What is needed:
Produce a word-for-word restatement of the lines from the line with "column 113, row 15" to the end of the listing below, inclusive.

Records supplied:
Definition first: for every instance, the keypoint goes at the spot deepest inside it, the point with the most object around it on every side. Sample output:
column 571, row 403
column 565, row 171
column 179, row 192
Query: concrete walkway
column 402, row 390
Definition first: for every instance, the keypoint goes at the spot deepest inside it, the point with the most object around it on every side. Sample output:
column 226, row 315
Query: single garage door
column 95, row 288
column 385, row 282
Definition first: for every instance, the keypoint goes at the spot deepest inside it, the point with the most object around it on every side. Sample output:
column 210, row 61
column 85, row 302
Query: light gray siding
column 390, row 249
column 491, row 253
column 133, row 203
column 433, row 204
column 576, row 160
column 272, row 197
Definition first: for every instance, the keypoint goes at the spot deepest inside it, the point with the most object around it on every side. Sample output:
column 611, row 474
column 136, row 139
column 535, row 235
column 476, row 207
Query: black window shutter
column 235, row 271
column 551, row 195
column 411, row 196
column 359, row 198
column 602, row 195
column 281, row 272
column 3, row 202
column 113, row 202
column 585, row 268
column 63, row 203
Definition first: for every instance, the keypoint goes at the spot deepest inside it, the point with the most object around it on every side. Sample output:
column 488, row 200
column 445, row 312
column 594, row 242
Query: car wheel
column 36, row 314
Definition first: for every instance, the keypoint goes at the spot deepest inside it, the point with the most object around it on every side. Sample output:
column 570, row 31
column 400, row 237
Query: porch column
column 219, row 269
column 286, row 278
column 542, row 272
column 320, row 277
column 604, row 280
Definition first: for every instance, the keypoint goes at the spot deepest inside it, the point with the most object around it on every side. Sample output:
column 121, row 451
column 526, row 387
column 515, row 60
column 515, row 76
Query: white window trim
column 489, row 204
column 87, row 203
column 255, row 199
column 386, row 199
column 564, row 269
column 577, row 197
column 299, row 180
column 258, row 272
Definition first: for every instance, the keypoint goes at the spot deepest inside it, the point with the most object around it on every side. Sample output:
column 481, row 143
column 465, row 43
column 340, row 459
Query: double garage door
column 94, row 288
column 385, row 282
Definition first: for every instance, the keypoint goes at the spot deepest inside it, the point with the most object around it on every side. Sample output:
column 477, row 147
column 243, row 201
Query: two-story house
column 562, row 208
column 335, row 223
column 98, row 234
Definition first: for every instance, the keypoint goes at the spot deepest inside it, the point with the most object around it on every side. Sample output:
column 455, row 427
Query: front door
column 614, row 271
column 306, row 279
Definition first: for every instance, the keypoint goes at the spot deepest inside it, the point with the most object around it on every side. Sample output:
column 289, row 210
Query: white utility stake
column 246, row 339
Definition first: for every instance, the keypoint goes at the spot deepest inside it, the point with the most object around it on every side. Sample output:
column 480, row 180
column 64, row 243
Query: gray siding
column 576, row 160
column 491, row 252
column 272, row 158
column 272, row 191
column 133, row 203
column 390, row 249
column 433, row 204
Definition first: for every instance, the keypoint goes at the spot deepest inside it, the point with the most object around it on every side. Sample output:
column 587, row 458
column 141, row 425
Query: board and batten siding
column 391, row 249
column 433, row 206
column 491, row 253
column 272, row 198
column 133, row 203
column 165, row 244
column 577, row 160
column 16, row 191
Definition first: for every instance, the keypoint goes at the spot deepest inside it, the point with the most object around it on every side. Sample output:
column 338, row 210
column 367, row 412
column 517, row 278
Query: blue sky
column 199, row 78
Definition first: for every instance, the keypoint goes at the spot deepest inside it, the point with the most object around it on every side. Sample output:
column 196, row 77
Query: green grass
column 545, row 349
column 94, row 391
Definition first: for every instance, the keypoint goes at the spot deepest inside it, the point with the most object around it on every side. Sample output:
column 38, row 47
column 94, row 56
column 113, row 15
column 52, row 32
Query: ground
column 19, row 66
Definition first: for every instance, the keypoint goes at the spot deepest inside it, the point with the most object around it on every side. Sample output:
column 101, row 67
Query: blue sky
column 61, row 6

Answer area:
column 113, row 15
column 52, row 32
Query: ground
column 19, row 66
Definition first: for every instance, the keypoint goes at the spot deepest inside it, the point with the most object around it on every side. Sample output:
column 101, row 67
Query: blue sky
column 61, row 6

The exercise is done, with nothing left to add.